Goal: Can you turn everything from the start of the items down to the line containing "259 140 L 262", inclusive, into a numbered list that skips blank lines and leaves out the pictures?

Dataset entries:
* Start *

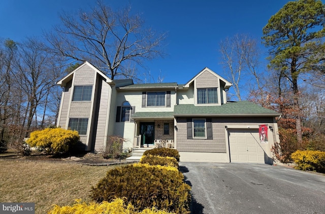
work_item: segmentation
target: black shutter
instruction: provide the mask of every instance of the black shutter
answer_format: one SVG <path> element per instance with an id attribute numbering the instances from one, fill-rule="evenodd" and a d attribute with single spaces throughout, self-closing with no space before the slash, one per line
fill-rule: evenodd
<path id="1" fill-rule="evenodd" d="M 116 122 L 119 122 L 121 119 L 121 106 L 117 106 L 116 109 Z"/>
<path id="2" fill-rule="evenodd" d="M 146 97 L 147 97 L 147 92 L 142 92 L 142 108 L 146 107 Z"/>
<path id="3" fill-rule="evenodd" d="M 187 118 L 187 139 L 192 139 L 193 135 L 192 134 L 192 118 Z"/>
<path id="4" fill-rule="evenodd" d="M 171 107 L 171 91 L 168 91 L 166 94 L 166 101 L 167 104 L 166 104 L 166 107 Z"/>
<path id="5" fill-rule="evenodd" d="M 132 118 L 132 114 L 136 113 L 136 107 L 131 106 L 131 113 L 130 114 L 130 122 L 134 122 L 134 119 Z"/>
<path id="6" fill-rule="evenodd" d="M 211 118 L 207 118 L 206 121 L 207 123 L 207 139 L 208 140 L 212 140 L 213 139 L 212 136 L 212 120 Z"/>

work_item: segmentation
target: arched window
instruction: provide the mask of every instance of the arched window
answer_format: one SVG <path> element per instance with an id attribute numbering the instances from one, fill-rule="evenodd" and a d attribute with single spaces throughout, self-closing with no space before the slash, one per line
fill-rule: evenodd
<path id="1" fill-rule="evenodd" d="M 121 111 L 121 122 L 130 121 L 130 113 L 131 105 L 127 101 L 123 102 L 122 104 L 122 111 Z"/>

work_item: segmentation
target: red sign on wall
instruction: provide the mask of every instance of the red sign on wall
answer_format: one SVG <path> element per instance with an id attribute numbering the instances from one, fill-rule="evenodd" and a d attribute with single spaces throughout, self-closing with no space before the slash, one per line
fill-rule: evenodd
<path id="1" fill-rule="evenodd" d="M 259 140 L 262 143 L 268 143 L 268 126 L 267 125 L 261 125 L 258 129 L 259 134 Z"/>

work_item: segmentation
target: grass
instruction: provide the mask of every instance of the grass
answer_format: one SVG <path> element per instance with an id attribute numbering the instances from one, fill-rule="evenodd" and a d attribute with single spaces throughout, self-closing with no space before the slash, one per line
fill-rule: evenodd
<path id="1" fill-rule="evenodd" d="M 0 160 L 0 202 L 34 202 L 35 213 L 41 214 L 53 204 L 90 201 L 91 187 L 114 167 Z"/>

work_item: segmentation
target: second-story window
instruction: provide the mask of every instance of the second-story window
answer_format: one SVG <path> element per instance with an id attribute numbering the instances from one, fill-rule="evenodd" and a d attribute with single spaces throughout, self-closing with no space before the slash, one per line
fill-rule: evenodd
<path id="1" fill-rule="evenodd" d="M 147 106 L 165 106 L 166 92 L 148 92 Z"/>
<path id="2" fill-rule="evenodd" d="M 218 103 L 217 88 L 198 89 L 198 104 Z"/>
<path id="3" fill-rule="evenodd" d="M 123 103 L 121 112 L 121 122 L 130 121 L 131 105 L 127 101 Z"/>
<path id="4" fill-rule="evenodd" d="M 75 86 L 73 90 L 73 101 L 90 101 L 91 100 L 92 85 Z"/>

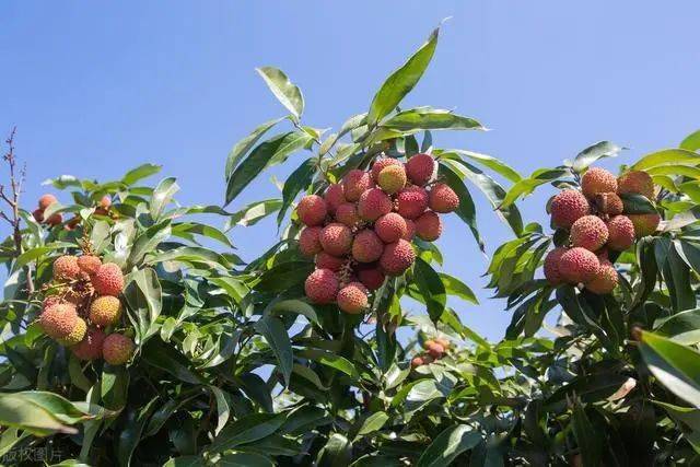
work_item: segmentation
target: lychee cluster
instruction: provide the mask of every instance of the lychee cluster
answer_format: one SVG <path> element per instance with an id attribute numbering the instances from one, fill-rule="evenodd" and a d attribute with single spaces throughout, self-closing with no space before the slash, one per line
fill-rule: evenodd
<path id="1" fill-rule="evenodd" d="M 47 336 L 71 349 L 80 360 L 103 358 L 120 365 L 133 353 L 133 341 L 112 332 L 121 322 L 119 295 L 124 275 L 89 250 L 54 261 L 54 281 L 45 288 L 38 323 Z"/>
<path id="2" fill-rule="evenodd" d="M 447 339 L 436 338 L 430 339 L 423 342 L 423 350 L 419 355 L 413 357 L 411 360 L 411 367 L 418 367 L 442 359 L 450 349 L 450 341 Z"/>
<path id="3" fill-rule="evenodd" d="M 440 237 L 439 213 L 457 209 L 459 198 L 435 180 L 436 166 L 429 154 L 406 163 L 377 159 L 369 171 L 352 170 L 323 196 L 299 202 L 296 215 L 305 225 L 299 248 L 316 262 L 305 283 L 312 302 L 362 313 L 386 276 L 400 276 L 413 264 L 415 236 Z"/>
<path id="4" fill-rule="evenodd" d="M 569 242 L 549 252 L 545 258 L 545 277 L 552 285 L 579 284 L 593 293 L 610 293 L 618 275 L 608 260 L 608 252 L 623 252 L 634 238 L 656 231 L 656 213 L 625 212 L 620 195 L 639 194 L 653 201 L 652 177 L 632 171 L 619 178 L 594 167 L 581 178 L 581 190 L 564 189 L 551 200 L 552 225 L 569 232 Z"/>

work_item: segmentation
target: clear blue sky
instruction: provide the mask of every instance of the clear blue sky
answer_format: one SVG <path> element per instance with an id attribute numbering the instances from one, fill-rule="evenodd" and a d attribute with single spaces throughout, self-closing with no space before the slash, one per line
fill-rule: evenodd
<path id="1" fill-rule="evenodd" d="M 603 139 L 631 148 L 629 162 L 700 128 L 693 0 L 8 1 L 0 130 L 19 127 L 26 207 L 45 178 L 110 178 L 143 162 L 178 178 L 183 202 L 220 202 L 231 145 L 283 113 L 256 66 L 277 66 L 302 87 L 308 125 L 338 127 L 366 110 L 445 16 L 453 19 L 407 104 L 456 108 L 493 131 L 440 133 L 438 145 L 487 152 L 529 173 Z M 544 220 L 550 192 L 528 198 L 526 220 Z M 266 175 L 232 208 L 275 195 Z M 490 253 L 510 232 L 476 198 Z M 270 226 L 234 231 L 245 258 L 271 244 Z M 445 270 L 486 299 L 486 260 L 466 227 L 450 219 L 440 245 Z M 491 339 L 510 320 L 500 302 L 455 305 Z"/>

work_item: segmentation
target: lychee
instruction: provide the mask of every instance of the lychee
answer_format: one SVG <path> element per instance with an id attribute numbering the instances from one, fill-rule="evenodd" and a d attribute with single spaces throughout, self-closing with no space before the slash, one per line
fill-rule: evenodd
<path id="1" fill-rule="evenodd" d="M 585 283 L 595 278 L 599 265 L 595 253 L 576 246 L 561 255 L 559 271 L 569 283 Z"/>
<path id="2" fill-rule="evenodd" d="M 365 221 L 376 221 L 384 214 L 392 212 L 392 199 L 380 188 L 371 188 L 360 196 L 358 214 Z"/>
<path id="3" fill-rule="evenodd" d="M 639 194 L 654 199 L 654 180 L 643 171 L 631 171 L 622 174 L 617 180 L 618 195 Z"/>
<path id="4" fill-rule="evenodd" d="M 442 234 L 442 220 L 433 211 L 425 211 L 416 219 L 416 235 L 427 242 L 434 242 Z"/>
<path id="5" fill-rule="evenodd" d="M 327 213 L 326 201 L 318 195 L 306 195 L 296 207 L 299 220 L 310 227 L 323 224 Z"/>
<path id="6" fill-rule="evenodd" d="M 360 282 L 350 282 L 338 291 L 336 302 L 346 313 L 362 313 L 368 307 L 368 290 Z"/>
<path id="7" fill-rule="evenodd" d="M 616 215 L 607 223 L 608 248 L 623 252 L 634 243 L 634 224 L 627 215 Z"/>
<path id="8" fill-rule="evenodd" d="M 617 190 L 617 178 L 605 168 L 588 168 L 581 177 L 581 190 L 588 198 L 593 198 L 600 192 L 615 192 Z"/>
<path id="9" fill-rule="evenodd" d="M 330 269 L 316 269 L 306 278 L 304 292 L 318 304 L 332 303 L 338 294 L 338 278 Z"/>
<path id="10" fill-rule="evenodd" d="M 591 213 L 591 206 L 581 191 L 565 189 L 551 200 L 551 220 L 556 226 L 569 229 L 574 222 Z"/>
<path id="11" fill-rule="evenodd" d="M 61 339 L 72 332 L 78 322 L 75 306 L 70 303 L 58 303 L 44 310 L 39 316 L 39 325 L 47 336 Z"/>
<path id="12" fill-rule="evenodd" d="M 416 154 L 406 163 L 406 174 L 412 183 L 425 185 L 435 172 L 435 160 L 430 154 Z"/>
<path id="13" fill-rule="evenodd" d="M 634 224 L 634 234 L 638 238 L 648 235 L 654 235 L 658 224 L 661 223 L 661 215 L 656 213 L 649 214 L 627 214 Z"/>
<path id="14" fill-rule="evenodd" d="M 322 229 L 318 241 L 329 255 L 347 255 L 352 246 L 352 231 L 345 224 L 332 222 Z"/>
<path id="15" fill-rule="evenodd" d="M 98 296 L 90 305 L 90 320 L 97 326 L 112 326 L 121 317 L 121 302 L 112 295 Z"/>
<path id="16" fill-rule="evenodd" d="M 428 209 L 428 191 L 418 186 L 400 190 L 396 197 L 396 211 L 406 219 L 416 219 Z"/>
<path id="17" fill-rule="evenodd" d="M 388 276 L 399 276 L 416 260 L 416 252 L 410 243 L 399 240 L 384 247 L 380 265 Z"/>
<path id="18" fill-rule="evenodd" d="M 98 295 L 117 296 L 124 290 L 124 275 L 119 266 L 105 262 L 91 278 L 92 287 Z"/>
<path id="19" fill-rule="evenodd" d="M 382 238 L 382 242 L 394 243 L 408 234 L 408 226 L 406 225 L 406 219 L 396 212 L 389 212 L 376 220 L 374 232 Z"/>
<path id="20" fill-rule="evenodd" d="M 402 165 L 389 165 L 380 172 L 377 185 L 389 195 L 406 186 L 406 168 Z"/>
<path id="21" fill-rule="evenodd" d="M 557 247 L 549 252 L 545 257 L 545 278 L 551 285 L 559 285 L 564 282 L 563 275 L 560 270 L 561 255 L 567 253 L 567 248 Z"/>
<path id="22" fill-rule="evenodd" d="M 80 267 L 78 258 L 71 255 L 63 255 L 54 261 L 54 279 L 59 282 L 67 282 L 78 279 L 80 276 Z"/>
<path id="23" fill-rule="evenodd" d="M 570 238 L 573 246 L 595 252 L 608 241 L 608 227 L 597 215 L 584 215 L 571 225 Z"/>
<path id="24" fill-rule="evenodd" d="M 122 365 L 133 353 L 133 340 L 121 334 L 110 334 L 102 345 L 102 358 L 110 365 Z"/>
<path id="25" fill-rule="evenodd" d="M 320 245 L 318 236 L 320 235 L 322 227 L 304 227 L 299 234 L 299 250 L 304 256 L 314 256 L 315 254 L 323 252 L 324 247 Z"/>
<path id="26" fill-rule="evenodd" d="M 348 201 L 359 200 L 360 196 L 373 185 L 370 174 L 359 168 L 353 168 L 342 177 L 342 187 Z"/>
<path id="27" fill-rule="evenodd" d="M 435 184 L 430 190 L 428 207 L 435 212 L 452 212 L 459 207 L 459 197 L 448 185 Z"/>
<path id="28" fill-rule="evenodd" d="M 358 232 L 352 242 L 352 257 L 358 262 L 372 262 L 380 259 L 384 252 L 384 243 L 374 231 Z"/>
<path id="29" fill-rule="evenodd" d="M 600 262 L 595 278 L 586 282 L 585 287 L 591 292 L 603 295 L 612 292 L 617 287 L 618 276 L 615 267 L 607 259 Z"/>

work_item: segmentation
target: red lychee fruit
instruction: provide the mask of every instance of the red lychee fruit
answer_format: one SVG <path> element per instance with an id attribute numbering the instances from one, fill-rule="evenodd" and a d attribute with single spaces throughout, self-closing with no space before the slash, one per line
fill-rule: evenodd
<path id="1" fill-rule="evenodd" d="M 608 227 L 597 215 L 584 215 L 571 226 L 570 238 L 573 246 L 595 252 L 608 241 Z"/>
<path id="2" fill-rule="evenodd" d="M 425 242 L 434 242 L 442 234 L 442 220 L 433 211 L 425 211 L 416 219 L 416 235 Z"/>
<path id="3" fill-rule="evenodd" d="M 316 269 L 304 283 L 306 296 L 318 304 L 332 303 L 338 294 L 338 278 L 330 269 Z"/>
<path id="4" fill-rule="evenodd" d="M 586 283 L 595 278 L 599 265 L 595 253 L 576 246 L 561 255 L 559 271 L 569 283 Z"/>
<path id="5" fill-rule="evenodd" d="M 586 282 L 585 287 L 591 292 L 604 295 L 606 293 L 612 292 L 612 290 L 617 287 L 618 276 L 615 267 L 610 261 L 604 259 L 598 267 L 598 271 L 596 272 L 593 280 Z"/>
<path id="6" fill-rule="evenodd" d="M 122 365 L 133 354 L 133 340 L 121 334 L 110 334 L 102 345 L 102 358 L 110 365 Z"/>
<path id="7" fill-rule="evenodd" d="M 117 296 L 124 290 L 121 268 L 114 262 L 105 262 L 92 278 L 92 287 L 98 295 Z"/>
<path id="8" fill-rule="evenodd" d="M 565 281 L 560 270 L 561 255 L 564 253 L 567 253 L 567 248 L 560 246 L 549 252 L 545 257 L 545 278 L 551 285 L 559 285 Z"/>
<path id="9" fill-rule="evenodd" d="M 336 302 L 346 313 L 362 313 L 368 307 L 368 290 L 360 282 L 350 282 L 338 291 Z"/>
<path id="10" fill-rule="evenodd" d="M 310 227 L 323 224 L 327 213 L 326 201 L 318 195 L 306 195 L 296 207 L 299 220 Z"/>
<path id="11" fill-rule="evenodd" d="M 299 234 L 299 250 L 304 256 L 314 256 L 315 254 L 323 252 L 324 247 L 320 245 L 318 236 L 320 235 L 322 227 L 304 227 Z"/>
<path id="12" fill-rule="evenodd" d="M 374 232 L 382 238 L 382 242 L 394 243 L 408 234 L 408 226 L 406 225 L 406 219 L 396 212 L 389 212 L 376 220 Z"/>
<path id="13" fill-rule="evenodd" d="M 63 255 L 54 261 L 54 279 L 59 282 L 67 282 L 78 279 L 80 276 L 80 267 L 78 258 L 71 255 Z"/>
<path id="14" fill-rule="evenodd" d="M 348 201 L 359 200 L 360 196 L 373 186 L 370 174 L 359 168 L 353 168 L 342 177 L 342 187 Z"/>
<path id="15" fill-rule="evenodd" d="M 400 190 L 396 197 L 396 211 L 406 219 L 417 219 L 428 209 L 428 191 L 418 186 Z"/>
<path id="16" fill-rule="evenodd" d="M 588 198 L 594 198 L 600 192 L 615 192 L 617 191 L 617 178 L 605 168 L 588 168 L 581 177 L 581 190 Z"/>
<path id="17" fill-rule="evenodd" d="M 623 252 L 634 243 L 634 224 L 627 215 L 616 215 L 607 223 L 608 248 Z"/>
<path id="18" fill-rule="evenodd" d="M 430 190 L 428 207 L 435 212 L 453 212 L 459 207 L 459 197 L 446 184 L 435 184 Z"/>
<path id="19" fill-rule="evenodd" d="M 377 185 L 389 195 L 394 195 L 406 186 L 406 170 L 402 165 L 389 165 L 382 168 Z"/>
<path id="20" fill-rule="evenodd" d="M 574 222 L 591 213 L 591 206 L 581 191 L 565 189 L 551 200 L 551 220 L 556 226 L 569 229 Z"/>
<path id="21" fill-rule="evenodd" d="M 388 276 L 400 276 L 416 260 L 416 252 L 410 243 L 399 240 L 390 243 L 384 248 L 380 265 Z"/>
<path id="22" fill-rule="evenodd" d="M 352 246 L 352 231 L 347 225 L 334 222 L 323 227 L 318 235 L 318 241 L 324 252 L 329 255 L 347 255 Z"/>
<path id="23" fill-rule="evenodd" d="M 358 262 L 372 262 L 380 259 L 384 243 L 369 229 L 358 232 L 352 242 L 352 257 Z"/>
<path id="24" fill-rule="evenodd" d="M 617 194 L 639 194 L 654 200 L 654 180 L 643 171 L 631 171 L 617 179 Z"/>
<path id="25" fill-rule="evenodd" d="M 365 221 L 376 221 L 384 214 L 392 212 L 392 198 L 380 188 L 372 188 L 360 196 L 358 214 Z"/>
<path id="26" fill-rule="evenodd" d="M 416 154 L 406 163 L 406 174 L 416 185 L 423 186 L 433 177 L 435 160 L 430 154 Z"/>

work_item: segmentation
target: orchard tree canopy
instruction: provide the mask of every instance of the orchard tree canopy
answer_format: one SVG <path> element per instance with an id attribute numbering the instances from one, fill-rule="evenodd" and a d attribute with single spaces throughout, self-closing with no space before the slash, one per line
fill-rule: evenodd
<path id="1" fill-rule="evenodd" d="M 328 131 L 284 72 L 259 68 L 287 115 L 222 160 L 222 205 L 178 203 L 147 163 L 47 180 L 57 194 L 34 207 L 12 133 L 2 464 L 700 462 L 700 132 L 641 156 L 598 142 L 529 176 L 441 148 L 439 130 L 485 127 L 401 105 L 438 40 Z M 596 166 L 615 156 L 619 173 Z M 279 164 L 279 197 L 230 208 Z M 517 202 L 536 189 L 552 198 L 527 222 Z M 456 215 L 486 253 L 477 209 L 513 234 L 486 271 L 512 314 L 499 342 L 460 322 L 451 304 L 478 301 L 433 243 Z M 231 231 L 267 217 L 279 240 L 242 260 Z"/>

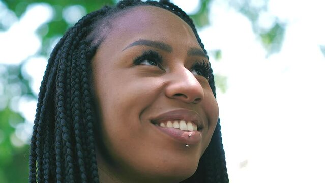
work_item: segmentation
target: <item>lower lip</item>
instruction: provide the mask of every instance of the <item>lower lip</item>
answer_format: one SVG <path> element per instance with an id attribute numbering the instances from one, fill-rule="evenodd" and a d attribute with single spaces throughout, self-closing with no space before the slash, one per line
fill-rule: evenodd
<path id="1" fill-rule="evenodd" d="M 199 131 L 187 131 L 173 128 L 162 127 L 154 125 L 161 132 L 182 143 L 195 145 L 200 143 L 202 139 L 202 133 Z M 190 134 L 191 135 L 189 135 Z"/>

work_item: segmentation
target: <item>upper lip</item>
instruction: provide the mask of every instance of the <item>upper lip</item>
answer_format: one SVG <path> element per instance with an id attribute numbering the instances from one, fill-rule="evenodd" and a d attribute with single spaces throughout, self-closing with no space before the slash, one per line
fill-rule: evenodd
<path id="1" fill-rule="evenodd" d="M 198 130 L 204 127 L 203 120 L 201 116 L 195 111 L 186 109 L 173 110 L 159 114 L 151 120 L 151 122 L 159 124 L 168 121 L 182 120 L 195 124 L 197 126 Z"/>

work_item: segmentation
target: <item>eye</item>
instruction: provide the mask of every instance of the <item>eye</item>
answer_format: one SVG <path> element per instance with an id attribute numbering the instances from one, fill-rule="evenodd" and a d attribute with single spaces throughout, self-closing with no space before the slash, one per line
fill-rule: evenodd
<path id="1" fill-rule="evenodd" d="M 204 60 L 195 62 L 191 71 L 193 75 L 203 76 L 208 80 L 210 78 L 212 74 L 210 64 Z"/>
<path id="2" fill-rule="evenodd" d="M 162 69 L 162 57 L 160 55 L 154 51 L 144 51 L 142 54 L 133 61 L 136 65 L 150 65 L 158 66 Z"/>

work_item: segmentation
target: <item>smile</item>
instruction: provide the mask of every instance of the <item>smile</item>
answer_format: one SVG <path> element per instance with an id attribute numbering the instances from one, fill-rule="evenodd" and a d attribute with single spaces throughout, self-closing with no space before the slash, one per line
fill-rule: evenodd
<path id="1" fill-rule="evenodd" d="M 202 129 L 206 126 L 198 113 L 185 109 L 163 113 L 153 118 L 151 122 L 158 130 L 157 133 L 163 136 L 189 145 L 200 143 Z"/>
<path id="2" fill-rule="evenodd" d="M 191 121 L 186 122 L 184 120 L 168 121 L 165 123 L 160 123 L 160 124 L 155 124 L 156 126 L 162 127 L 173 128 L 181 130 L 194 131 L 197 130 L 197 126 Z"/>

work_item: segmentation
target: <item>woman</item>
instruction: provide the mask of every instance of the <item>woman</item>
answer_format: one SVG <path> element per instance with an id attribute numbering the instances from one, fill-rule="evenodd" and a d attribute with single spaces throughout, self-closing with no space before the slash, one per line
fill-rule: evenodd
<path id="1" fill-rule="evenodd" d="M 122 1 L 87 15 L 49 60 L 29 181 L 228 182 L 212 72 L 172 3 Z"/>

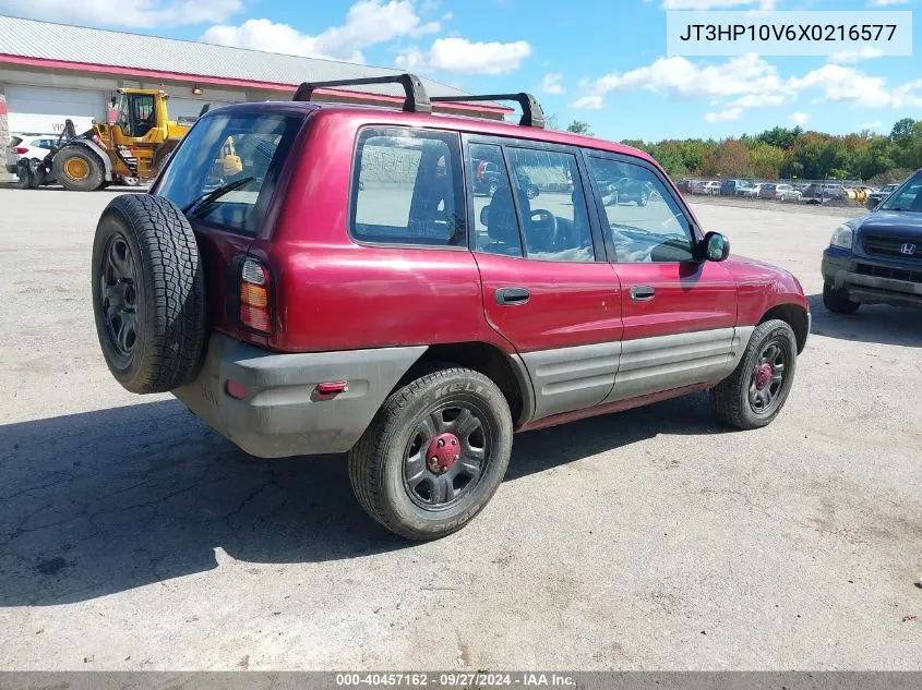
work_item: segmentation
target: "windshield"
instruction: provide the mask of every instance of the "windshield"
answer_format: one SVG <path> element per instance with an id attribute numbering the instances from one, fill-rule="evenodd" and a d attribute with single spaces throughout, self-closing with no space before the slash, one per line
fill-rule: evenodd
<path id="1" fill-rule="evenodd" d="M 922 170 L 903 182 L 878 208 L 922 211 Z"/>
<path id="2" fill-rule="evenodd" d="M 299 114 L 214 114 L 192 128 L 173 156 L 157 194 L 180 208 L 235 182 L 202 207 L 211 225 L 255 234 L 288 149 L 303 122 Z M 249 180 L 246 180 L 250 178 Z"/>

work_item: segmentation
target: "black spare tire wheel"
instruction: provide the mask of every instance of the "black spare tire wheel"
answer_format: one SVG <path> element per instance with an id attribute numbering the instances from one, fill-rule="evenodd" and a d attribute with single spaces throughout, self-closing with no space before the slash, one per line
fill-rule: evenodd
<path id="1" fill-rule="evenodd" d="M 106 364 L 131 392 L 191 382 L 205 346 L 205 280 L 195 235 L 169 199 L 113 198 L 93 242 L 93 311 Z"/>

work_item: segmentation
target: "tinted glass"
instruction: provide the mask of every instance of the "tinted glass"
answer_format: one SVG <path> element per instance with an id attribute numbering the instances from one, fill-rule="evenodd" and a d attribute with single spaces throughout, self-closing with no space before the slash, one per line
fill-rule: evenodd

* End *

Complete output:
1. work_item: segmentation
2. target: black shutter
3. instruction: provide the mask of every instance of the black shutter
4. answer_format: one SVG <path> element per instance with an id attribute numbering the instances from one, fill-rule="evenodd" and a d attribute with single spaces throughout, self-closing with no space before the slash, one per line
5. fill-rule: evenodd
6. <path id="1" fill-rule="evenodd" d="M 116 122 L 119 122 L 121 119 L 121 106 L 117 106 L 116 109 Z"/>
7. <path id="2" fill-rule="evenodd" d="M 146 97 L 147 97 L 147 92 L 142 92 L 142 108 L 146 107 Z"/>
8. <path id="3" fill-rule="evenodd" d="M 187 118 L 187 139 L 192 139 L 193 135 L 192 134 L 192 118 Z"/>
9. <path id="4" fill-rule="evenodd" d="M 171 107 L 171 91 L 168 91 L 166 94 L 166 101 L 167 104 L 166 104 L 166 107 Z"/>
10. <path id="5" fill-rule="evenodd" d="M 132 118 L 132 114 L 136 113 L 136 107 L 131 106 L 131 113 L 130 114 L 130 122 L 134 122 L 134 119 Z"/>
11. <path id="6" fill-rule="evenodd" d="M 211 118 L 207 118 L 206 121 L 207 123 L 207 139 L 208 140 L 212 140 L 213 139 L 212 136 L 212 120 Z"/>
12. work_item: segmentation
13. target: arched window
14. instruction: provide the mask of every instance of the arched window
15. answer_format: one SVG <path> element per instance with an id attribute numbering the instances from one, fill-rule="evenodd" and a d attribute with single spaces throughout, self-closing with no space before the slash, one per line
16. fill-rule: evenodd
17. <path id="1" fill-rule="evenodd" d="M 121 111 L 121 122 L 130 121 L 130 113 L 131 105 L 127 101 L 123 102 L 122 104 L 122 111 Z"/>
18. work_item: segmentation
19. target: red sign on wall
20. instruction: provide the mask of every instance of the red sign on wall
21. answer_format: one SVG <path> element per instance with an id attribute numbering the instances from one, fill-rule="evenodd" and a d attribute with single spaces throughout, self-closing with no space before the slash, one per line
22. fill-rule: evenodd
23. <path id="1" fill-rule="evenodd" d="M 259 140 L 262 143 L 268 143 L 268 126 L 267 125 L 261 125 L 258 129 L 259 134 Z"/>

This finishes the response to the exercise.